That was reached in 1991. The problem isn't the graphics, it has never been about graphics. The problem has always been about meeting peoples expectations on the platform.

 

Let's say, for the sake of argument, that the Super Nintendo was the only game console ever created in the 90's, and nothing else was invented to play games on that didn't have the same visual and audio quality of the SNES (so basically the GBA, Wonderswan Color and Game Gear might have existed, but are all less capable than the SNES.)  Advancements in expansion chips and storage capacity would eventually lead to much larger, probably multi-banked games.  So fast forward to the advent of the "3D accelerator", the SNES would be on SuperFX 4 or something, effectively having a 64-bit SoC plugged into a 16-bit console that just provides the I/O and power. The entire limiting factor of the SNES is the 256x256 resolution it uses. There is no need for a higher resolution, because the NTSC television it's expected to be played on doesn't support anything higher than 480i (240p) anyway.

 

So let's assume absolutely nothing between the SNES and the iPhone was invented. Now suddenly there is a real competitor in the mobile space, takes up a lot less space, and has the visual fidelity far surpassing the SNES (the original iphone was 320 pixels wide by 480 pixels tall. So it effectively could port SNES games to it with zero loss in resolution. Might look a ugly due to aspect ratio.) No physical cartridges, so now things are 100 times cheaper to distribute. The SNES, up to this point was making massive amounts of money, and then it suddenly drops to zero as this new device sucks makes things impossibly cheap to develop for.

- [EXERCISE TASKS]
- a) Name every handheld device the SNES passage says might have existed while being less capable than the SNES.
- b) Write the next part of the SNES passage, picking up after its final sentence.
The records come from a separate source, unrelated to the SNES passage.

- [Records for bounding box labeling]
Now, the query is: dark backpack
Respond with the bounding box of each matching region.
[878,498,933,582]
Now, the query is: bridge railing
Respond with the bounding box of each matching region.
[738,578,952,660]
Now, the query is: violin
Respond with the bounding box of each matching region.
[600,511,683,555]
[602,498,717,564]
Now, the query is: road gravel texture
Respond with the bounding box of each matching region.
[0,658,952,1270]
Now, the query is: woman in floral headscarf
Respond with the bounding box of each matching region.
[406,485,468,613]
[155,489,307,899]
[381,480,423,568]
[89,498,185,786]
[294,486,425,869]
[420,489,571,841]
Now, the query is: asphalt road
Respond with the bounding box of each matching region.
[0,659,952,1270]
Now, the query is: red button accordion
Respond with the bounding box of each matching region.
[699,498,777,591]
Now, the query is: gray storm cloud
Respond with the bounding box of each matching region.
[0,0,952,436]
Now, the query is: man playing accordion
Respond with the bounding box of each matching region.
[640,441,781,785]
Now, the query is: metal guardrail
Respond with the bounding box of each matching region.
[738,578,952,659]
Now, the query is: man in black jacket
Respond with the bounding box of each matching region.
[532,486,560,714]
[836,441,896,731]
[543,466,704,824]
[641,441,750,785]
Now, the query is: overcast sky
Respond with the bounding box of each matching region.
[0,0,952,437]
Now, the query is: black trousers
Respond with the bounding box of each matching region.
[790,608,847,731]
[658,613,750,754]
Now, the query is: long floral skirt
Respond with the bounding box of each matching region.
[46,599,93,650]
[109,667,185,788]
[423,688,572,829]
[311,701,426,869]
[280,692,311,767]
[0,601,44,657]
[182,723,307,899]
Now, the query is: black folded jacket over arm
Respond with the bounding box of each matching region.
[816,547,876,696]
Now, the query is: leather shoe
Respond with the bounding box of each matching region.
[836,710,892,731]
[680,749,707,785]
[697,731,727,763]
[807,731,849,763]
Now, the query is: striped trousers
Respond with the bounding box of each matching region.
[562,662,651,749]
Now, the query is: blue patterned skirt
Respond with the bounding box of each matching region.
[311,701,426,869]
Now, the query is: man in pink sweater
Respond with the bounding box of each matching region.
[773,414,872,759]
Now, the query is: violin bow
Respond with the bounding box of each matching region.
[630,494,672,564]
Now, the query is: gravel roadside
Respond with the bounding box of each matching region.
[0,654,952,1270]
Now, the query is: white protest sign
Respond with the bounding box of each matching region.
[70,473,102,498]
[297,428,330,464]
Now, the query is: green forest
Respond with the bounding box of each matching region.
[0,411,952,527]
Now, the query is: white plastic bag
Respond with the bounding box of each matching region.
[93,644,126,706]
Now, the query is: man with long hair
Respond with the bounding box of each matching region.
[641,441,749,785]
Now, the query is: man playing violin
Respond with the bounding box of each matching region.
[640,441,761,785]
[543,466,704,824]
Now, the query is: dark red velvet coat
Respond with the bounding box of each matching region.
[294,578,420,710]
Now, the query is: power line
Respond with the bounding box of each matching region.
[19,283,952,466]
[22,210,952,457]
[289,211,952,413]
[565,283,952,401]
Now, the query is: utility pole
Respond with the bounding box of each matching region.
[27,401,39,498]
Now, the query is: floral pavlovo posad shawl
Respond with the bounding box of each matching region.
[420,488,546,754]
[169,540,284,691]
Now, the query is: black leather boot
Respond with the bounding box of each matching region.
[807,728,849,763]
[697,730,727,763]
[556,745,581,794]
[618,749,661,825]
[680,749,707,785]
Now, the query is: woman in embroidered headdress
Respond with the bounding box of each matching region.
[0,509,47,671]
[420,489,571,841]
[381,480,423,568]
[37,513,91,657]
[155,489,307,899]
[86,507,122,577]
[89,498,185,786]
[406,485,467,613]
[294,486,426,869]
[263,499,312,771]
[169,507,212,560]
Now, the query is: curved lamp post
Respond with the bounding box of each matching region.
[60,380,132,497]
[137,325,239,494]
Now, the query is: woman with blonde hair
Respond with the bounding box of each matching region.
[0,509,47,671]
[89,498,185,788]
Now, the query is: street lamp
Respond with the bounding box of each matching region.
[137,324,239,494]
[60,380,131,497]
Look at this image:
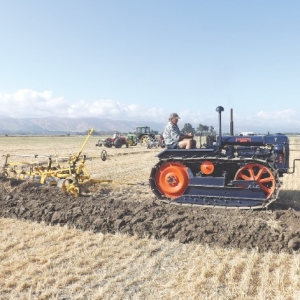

- [TASK ANSWERS]
- a) GBA, Wonderswan Color, Game Gear

- b)
 

If you were a SNES developer, you'd have to switch gears really quick to adapt, or you are going out of business.

 

So everyone hops on the iPhone train, sure the device is 3 times more expensive, but the games now start at $2 each instead of $60 like the SNES. Everyone loses their mind and wants to get their software/shoveware/games/apps/tools/toys on it. 

 

Now the expectation from thereon is that if your game isn't on the iPhone, you don't want to to make money at all.

 

This is effectively how the world works. Whoever owns the market, makes the rules. So if you own the market and everything on that platform is a 16-bit color palette 256x256 pixel style graphics with 16-bit midi-style music, you can't make something that isn't. That's not what people want on that platform. 

 

This is why mobile games are generally lootbox-gacha-microtransaction hellholes. That is the expectation for that platform. That was never the expectation for the any other platform. Yes, the DS/3DS/Wii/WiiU/Steam/PS3/Xbox360 jumped onto some stupid microtransactions, but the overall expectation from these other platforms is that you are buying a complete game, where as a mobile game you are buying a "live service" that may be taken away from you at any time.

 

So to go back to the question itself. When would we reach a point where graphics and performance don't matter. And the answer to that is simple. Never. As long as there is some improvement to be had in performance, there will be a push to squeeze more performance out of the platform without dragging the visual and audio quality down, or making the input tedius.

 

I'm sure you've run into the occasional game that, despite having been released a decade ago, still performs terribly on existing hardware.  This is because CPU's haven't really "gotten faster" except in synthetic benchmarks. CPU's selectively overclock themselves for a few seconds, long enough to make a benchmark go "hey yeah this runs 20% faster than the last CPU", but in game performance, only has maybe a 2% improvement. Because most games have been designed, for better or for worse, to work on a dual-core 1Ghz processor, because the power management will turn it into that, even when it's not Intel U-series chip.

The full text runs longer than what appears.